* **RECORDS FOR THIS EXERCISE**
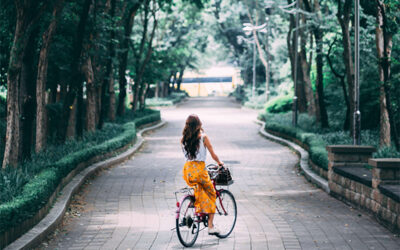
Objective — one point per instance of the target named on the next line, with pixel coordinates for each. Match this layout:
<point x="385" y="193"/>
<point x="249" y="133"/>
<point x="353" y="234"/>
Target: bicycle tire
<point x="229" y="203"/>
<point x="187" y="210"/>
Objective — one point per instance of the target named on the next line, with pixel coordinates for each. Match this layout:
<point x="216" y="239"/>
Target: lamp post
<point x="249" y="28"/>
<point x="294" y="111"/>
<point x="253" y="89"/>
<point x="357" y="113"/>
<point x="268" y="13"/>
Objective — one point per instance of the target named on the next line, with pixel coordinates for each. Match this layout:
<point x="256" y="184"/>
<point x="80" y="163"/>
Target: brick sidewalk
<point x="132" y="205"/>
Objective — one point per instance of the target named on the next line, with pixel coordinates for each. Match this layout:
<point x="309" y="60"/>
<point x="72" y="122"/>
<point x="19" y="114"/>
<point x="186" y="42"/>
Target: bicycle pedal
<point x="189" y="221"/>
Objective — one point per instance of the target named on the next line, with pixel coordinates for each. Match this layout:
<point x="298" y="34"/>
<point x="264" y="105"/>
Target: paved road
<point x="132" y="206"/>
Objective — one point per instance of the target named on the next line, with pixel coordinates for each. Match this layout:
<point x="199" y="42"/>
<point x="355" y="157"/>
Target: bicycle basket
<point x="224" y="177"/>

* **WORK INSTRUCTIONS**
Return the line that contains "Target: paved road", along with every line after it in the data above, exactly and with nothing else.

* **SOLUTION FOR THIS TASK**
Target: paved road
<point x="132" y="206"/>
Objective — one point per instance of the target named on the next line, with pixel coordinates for each. Match this layout:
<point x="199" y="42"/>
<point x="355" y="157"/>
Target: bicycle basket
<point x="224" y="177"/>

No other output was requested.